PROBLEM DESCRIPTION - Starting at the line that holds "instance of the sky", copy every line exactly through the end of the data, and no others.

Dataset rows
◆ ◆ ◆ ◆ ◆ ◆ ◆
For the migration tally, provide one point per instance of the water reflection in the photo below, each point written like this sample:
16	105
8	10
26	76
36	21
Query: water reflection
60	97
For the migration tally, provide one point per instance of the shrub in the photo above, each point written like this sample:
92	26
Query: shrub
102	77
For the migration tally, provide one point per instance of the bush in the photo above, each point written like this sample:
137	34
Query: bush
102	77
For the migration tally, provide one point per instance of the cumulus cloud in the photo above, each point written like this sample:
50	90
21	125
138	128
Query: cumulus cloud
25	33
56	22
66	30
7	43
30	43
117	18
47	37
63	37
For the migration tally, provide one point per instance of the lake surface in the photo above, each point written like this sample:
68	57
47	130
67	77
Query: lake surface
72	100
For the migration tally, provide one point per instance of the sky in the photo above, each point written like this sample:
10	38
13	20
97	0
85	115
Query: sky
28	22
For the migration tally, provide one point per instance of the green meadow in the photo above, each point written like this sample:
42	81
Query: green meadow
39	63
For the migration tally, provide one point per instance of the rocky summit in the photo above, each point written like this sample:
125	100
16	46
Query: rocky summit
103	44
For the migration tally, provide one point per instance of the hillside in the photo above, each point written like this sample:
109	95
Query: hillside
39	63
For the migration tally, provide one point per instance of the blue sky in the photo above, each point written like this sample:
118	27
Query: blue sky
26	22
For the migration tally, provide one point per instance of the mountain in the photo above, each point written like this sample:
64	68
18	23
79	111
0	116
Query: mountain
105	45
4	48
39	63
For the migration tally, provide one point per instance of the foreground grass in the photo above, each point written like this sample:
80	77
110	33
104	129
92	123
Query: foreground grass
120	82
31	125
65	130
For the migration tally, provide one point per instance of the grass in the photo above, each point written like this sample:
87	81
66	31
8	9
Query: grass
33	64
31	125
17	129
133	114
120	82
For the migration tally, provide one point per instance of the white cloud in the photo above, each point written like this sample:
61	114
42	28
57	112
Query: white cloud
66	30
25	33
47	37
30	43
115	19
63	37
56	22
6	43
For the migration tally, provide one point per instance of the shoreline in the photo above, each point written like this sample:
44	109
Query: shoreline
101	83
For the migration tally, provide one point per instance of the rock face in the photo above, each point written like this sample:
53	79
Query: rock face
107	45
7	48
◆ ◆ ◆ ◆ ◆ ◆ ◆
PROBLEM SOLUTION -
For the migration tally, provide one point per instance of the sky in the photo above, each point written like this sample:
10	38
13	20
97	0
85	115
Query: sky
28	22
For the migration tally, provide one point per instance of the green meadow in the photo above, each point written like this sample:
42	81
Query: green meadow
39	63
For the migration tally, provide one point per instance of the rocky summit in the photo above, each point written like this sample:
125	100
16	46
Query: rocky summit
103	44
For the migration tally, provide one point per instance of the hillside in the photo above, each point written like this sample:
109	95
Query: hillside
39	63
For the migration tally, provide one point per instance of the blue sky in the photo above, each point written like this sample:
118	27
Query: blue sky
26	22
For the migration tally, provide one point per instance of the mountain in the photo above, each point written like this sample:
64	68
18	23
79	111
0	116
Query: mountain
105	45
4	48
39	63
For the migration tally, provide one point per instance of the foreground grass in the photo above, each point written like this sample:
80	77
110	33
104	129
92	123
Query: foreground grass
120	82
31	125
65	130
For the migration tally, provide one point per instance of the grass in the photo above, each point written like this sample:
87	81
66	31
8	9
Query: grass
33	64
31	125
17	129
133	114
120	82
For the migration tally, provide one point per instance of the white cloud in the photo above, each point written like this sample:
61	114
42	28
57	112
Query: white cloud
66	30
25	33
47	37
30	43
115	19
63	37
56	22
6	43
For the migration tally, provide one point per instance of the shoreline in the photo above, each point written like this sample:
44	109
Query: shoreline
101	83
For the migration tally, provide one point per instance of the rock face in the photo above, each point written like this sample:
53	79
Query: rock face
107	45
7	48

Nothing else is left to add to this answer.